# Textauszug
Seite 22 von 24
Re: Promillegrenze für Radfahrer
Verfasst: Mo Sep 15, 2014 10:57 am
von Pibach
Hier noch
ein recht treffendes Plädoyer für Fahrrad-Rotfreigabe “Ihr Kampfradler haltet nie bei Rot! Die Polizei sollte euch strenger kontrollieren!”
Die Seite hat einige interessante Artikel. U.a fand ich
diese Monetarisierung der Verkehrsteilnehmer nachdenkenswert. Zitat:
"dass dort je 20-minütiger Radfahrt ein volkswirtschaftlicher Nutzen von umgerechnet 14,50€ entsteht."
Re: Promillegrenze für Radfahrer
Verfasst: Mo Sep 15, 2014 11:29 am
von Motte
Schon auffällig, dass man sich die Beispiele dort holen muss, wo Radverkehr so gut wie keine Rolle im Alltag spielt.
Ampeln sind also der traurige Versuch, die eingebaute Vorfahrt von Autos gegenüber anderen Verkehrsteilnehmern, welche auch andere Autos sein können, wenigstens für kurze Zeit außer Kraft zu setzen.
Nach so einem Statement lohnt das Weiterlesen im Regelfall nicht mehr. Hab es dennoch getan und finde deine Argument 1:1 noch mal niedergeschrieben. Einen Erkenntnisgewinn bringt das nicht. Fahr doch mal in Münster oder Erlangen oder den NL Rad. (die Niederländer haben ebenfalls Ampeln - sogar welche nur für Räder und mit Vorrangschaltungen. Dort werden auch aufwändige Brückenkreuzungen für Radwege gebaut, damit die sich nicht über mehrspurige schnell befahrene Kreisel quälen müssen.)

# Datenblock
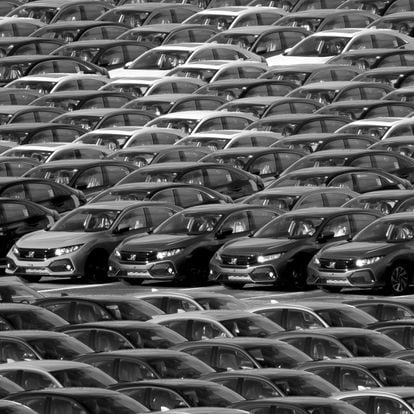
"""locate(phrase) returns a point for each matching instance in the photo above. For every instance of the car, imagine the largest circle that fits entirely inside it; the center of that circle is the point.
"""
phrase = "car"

# Aufgabenstellung
Welche Orte empfiehlt Motte im Forumsauszug, um dort einmal Rad zu fahren? Nenne alle.

# Die Lösung
Münster, Erlangen und die Niederlande (NL)